• [EXCERPTED RECORDS]
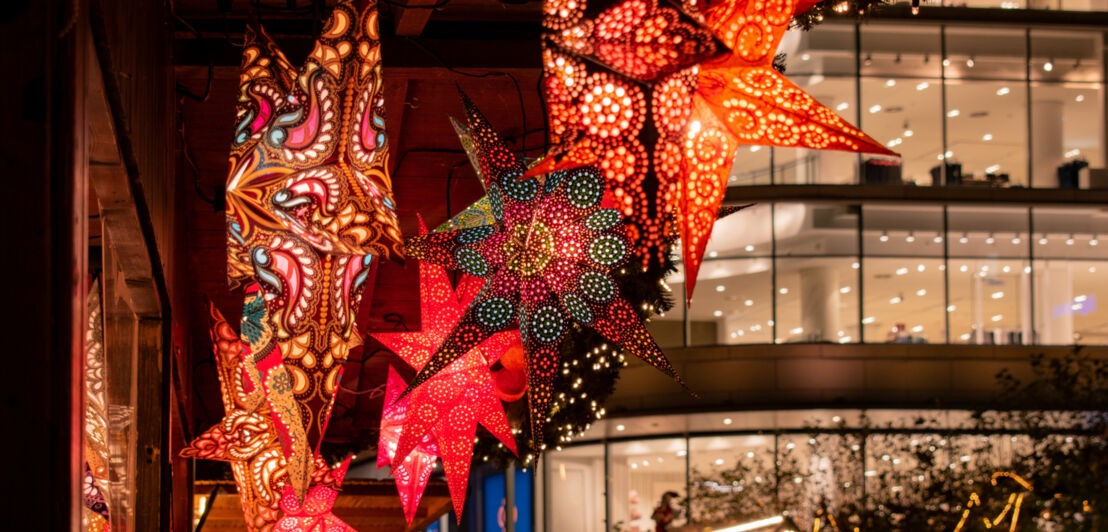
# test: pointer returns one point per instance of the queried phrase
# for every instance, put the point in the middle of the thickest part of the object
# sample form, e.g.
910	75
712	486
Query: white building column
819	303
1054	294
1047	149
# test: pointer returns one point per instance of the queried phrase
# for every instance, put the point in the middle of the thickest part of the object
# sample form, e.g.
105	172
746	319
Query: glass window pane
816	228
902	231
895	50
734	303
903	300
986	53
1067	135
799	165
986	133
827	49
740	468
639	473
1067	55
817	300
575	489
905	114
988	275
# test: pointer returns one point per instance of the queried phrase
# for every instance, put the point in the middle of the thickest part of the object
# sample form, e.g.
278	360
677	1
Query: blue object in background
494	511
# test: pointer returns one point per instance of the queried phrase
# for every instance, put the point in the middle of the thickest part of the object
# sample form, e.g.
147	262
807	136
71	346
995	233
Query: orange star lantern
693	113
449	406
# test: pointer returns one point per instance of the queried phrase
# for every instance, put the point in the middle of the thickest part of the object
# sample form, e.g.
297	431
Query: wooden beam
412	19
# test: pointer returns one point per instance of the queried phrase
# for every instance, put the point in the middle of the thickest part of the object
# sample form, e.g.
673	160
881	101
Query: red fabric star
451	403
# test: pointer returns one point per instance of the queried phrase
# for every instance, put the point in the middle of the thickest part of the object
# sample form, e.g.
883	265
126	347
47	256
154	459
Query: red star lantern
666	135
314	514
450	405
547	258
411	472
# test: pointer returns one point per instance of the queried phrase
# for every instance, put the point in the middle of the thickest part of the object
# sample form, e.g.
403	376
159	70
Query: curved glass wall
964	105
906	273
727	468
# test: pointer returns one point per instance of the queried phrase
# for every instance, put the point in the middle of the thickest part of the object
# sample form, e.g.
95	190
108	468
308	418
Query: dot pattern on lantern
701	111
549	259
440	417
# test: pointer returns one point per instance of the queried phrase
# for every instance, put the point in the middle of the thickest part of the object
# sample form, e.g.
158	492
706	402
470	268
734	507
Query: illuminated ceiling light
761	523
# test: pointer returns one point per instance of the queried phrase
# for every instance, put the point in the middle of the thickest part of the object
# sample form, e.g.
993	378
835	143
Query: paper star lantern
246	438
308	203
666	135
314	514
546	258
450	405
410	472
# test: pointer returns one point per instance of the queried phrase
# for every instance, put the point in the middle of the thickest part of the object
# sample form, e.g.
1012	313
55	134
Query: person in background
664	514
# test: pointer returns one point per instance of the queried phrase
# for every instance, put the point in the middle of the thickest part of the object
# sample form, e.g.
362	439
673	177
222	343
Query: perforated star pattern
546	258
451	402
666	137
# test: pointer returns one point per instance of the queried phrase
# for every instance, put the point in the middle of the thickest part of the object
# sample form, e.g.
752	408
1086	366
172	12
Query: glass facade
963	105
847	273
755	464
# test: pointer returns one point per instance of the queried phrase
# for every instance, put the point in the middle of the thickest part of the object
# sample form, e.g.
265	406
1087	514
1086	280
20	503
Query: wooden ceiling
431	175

• [WHAT TO DO]
The answer is a faithful copy of the records above, with the pictures removed.

• [YOUR RESPONSE]
# test: pointer returns one point per instance of the queried phrase
# for every instance, put the point in the middle of the thickest part of the object
# sample form, e.g.
910	75
712	486
Query: white building column
819	303
1054	294
1047	149
# test: pointer returns one point per instance of the queried phrase
# for every instance, put the point in the middle of the thickest part of the object
# sample form, e.g.
105	172
746	319
Query: glass window pane
816	228
902	231
895	50
734	303
903	300
986	53
1067	135
799	165
986	133
827	49
740	468
639	473
1067	55
817	300
575	489
905	114
988	275
# test: pointer returns one point per instance of the queried phrase
# for every instance, put the point in the middle of the thickest part of the object
# sample form, e.g.
278	360
677	1
Query: blue object in background
494	511
# test: pointer returns one point per instance of the queried phrase
# for every instance, put the point in the middle of the thickest part of the object
# sample form, e.g.
147	262
807	136
71	346
995	233
Query: orange star lantern
693	113
449	406
# test: pointer returns one point per instance of the queried phrase
# for every instance, put the point in the middle of the thickest part of the object
# sample form, e.g.
297	431
Query: wooden beam
412	19
# test: pointer returns one point per instance of the queried phrase
# for every instance, put the point in the middle of the thickest part of the object
# sample form, e.g.
673	160
881	101
Query: red fabric star
451	403
# test: pointer returns one point per instance of the queried phrase
# for every instance, put the point in the middle of the thickest part of the object
# sample form, e.g.
883	265
126	347
47	256
154	459
Query: red star lantern
666	135
314	514
450	405
547	258
411	472
# test: pointer returns one point per instance of the queried phrase
# for every instance, put the point in the middle of the thickest part of the object
# sample form, e.g.
403	376
159	70
Query: curved glass wall
964	105
906	273
727	468
# test: pointer returns one point per instance of the queried phrase
# for every instance, put the point in the middle of the thickest part of the object
# sample form, e.g.
95	190
108	468
308	418
Query: dot pattern on lantern
701	111
549	259
440	417
# test: pointer returns one point per instance of the queried phrase
# for every instance, put the point in the middle of the thickest part of the object
# sample form, e.g.
158	492
706	402
470	268
734	507
Query: illuminated ceiling light
761	523
# test: pointer returns one point per instance of the queried phrase
# for every instance, put the point in the middle of the thickest part of the object
# sample form, e.g.
993	378
835	143
Query: paper star lantern
246	438
308	203
666	135
314	514
546	258
450	405
410	472
# test: pointer returns one point per instance of the queried phrase
# for every instance, put the point in the middle of the thickest part of the object
# sample form, e.g.
1012	313
55	134
Query: person in background
664	514
# test: pointer returns one point per instance of the queried phrase
# for every instance, put the point in the middle of the thickest part of the object
# sample form, e.g.
362	439
673	177
222	343
Query: perforated star pattern
546	258
451	402
666	137
# test: pointer returns one point per instance of the queried phrase
# for every instance, put the point in the middle of the thickest part of the object
# sample form, e.g.
752	408
1086	366
172	12
Query: glass facade
963	105
847	273
755	464
# test: pointer returns one point per instance of the queried phrase
# for every instance, put the point in the middle of the thickest part of the object
# sample form, e.g.
265	406
1087	514
1086	280
20	503
Query: wooden ceiling
431	175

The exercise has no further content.